Пожалуйста, перепечатайте без изменений часть отрывка о Зворыкине начиная со слов «Несмотря на все» и заканчивая словами «за американского шпиона.» включительно.

- Исходный отрывок:
--------------------------------

Советские власти косо смотрели на русского гения и после смерти Сталина. Он вызвал дикую ярость Хрущева, когда тот приехал в США с визитом. На официальном обеде в Нью-Йорке Зворыкин неосторожно выступил в его присутствии с призывом «открыть информационное пространство СССР».

Увы, на склоне лет Владимир Козьмич разочаровался в своем изобретении: «Это чудо, которое превратилось в чудовище… Я создал монстра, способного промыть мозги всему человечеству. Это чудовище приведет нашу планету к унифицированному мышлению… Я в ужасе от пошлости и насилия, которые пришли в наши дома вместе с голубым экраном, — с горечью признавался ученый. — Это заставило меня думать: а стоило ли ради этого создавать телевидение? Во всяком случае, смотреть его я почти перестал». «Лучшая деталь в телевизоре, — добавлял Зворыкин с иронией, — это — выключатель».

Несмотря на все то, что Зворыкин сделал для США, там он так и не стал в полной мере «своим». Особенно после того, как он, обычно сторонившийся общественной и политической активности, вошел в руководство нью-йоркского отделения Фонда помощи жертвам войны в СССР. За это его даже лишили загранпаспорта и запретили покидать пределы США. ФБР завело на ученого досье, а его телефоны поставили на прослушку. В Америке считали, что Зворыкин «сочувствует Советам», а в КГБ держали за американского шпиона.

--------------------------------

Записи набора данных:

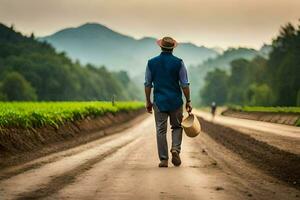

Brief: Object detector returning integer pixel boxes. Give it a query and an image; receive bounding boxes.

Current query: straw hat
[156,37,177,49]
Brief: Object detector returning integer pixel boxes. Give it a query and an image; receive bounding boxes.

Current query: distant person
[145,37,192,167]
[211,101,217,117]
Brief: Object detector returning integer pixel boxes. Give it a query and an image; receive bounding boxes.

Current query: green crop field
[0,101,144,128]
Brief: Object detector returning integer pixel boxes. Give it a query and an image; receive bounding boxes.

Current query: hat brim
[156,39,178,49]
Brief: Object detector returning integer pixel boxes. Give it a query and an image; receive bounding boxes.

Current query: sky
[0,0,300,49]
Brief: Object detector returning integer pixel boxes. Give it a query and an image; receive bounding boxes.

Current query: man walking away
[145,37,192,167]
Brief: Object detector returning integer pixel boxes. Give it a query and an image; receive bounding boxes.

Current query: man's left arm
[179,61,193,113]
[144,65,153,113]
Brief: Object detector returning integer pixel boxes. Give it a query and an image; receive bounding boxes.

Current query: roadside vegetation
[0,101,144,128]
[0,23,140,101]
[200,21,300,107]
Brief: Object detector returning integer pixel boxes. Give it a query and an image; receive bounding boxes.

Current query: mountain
[0,23,142,101]
[189,46,264,103]
[40,23,218,76]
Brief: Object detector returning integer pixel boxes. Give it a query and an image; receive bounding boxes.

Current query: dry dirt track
[0,116,300,200]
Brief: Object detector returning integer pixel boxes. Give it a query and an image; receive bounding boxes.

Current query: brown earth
[0,109,145,169]
[0,117,300,200]
[222,109,300,126]
[199,117,300,189]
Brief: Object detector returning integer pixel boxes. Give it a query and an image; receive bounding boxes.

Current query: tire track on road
[16,139,136,200]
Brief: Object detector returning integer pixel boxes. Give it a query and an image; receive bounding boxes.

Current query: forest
[200,23,300,106]
[0,23,139,101]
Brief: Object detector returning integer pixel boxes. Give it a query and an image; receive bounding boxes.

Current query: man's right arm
[144,65,153,113]
[179,61,193,113]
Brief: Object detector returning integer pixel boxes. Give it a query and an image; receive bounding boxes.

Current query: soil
[199,117,300,189]
[0,109,145,169]
[222,109,300,126]
[0,117,300,200]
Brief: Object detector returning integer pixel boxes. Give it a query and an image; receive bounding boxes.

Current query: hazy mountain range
[40,23,220,75]
[39,23,271,103]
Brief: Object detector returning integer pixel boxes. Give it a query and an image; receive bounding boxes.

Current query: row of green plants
[0,101,144,128]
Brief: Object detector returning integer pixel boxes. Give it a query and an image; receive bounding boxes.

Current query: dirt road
[0,116,300,200]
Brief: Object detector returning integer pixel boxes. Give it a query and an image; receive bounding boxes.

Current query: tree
[1,72,37,101]
[200,69,228,105]
[249,83,274,106]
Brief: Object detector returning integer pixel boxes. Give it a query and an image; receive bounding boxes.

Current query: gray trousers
[153,104,183,160]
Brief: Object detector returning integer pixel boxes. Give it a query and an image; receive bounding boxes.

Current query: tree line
[200,23,300,106]
[0,23,139,101]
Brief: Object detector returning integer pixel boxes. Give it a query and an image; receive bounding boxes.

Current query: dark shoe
[158,160,168,167]
[171,150,181,167]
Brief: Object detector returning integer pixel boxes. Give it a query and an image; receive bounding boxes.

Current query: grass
[229,106,300,114]
[0,101,144,128]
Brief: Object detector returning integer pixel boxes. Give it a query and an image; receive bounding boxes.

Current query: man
[210,101,217,118]
[145,37,192,167]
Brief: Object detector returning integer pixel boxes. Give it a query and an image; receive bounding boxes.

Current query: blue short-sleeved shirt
[144,52,189,111]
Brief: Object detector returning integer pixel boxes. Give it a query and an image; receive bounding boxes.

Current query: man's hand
[185,101,193,113]
[146,101,153,114]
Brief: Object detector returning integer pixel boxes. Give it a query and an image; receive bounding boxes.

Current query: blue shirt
[144,57,190,88]
[144,52,189,112]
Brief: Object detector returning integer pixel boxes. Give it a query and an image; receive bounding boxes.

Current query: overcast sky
[0,0,300,48]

--------------------------------

- Письменный ответ:
Несмотря на все то, что Зворыкин сделал для США, там он так и не стал в полной мере «своим». Особенно после того, как он, обычно сторонившийся общественной и политической активности, вошел в руководство нью-йоркского отделения Фонда помощи жертвам войны в СССР. За это его даже лишили загранпаспорта и запретили покидать пределы США. ФБР завело на ученого досье, а его телефоны поставили на прослушку. В Америке считали, что Зворыкин «сочувствует Советам», а в КГБ держали за американского шпиона.